--- begin Document text ---
Baked Courgette and Quinoa Dish
Ingredients for 10 portions
- 625 g QimiQ Classic, unchilled
- 100 g Onions, finely chopped
- 150 g Mushrooms, finely sliced
- 60 g Leek, finely sliced
- 380 g Quinoa
- 100 ml Olive oil
- 350 ml White wine
- 380 g Tomatoes, puréed
- Black pepper, freshly grated
- 1 tsp Thyme, dried
- 1 tsp Oregano, dried
- 150 g Parmesan, grated
- 5 Courgettes
- 3 Aubergines
- 80 ml Olive oil
- 4 Sweet peppers
- Parmesan, grated , to sprinkle
- Saute the mushrooms, leek and quinoa in the hot olive oil. Douse with the white wine.
- Whisk the QimiQ Classic smooth. Add the quinoa mixture, pureed tomatoes, spices and grated parmesan and mix well.
- Cut the courgettes and aubergine into slices lengthwise and fry briefly on both sides in the hot olive oil.
--- end Document text ---
What you need to do:
• 1. Print the courgette and quinoa recipe from "- Whisk the" up to and including "sides in the hot olive oil.".
• 2. According to the courgette and quinoa recipe, what are the mushrooms, leek and quinoa sautéed in?
--- begin Entries supplied ---
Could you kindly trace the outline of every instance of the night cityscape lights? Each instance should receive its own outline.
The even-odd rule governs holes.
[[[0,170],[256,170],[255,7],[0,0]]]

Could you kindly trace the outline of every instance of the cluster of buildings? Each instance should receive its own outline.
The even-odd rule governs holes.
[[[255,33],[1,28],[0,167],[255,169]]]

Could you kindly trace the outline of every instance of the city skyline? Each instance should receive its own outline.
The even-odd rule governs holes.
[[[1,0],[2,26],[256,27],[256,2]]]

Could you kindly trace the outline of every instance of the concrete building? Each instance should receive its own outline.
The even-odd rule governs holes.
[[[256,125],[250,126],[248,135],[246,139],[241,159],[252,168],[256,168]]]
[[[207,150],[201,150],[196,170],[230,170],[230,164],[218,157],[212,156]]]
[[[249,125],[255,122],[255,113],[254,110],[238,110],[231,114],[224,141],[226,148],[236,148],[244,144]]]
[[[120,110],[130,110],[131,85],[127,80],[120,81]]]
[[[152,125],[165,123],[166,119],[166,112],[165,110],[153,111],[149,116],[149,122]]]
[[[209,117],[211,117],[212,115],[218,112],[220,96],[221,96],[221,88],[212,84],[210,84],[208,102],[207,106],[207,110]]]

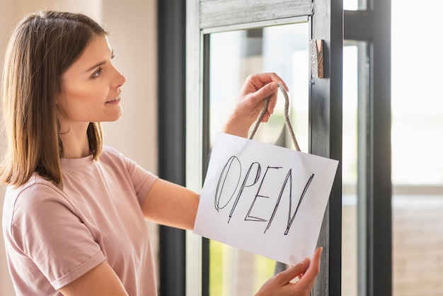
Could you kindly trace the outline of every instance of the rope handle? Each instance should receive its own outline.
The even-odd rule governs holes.
[[[283,85],[282,85],[281,84],[278,84],[277,86],[280,91],[282,91],[282,93],[283,93],[283,96],[284,96],[284,123],[286,123],[286,127],[287,128],[287,130],[289,132],[289,135],[291,135],[291,138],[292,139],[292,142],[294,143],[294,146],[295,146],[296,150],[300,151],[300,147],[299,146],[299,143],[297,142],[297,140],[295,137],[295,135],[294,134],[294,130],[292,130],[292,125],[291,124],[291,120],[289,120],[289,98],[287,95],[287,92],[286,91],[286,89],[284,89],[284,86],[283,86]],[[258,115],[258,118],[257,118],[257,120],[255,121],[255,123],[254,124],[254,128],[251,132],[251,134],[249,135],[249,137],[248,137],[249,140],[252,140],[252,138],[254,137],[254,135],[255,135],[255,132],[257,132],[257,130],[258,129],[258,125],[261,123],[262,119],[263,118],[263,116],[265,116],[265,113],[266,113],[266,111],[267,110],[267,106],[269,105],[270,98],[270,97],[268,96],[265,99],[265,106],[263,107],[261,112]]]

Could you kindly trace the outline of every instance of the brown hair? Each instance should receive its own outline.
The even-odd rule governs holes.
[[[81,13],[38,11],[25,16],[9,41],[3,72],[3,112],[7,146],[0,181],[25,183],[34,172],[62,186],[63,146],[56,112],[62,75],[91,39],[107,32]],[[88,127],[93,158],[103,146],[99,123]]]

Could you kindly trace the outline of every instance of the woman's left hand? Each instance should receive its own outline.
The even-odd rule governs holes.
[[[267,110],[262,119],[262,122],[267,123],[274,112],[277,103],[278,84],[282,84],[288,90],[286,84],[275,73],[249,75],[234,101],[231,113],[222,132],[247,137],[249,128],[257,120],[265,106],[265,99],[270,96]]]

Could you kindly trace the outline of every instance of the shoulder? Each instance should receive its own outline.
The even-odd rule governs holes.
[[[59,201],[63,192],[54,183],[35,173],[23,185],[8,186],[5,194],[5,210],[11,213],[45,211],[45,202]]]

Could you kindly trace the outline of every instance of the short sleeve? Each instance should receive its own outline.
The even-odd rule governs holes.
[[[35,183],[15,200],[9,234],[55,290],[105,260],[76,208],[52,184]]]
[[[121,165],[124,166],[135,190],[139,203],[142,204],[152,187],[152,184],[159,177],[113,148],[105,147],[105,153],[103,154],[105,157],[109,157],[114,165],[119,161],[121,162]]]

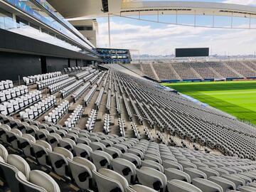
--- end Entries supplied ---
Answers below:
• 1.
- Whisk the QimiQ Classic smooth. Add the quinoa mixture, pureed tomatoes, spices and grated parmesan and mix well.
- Cut the courgettes and aubergine into slices lengthwise and fry briefly on both sides in the hot olive oil.

• 2. Hot olive oil.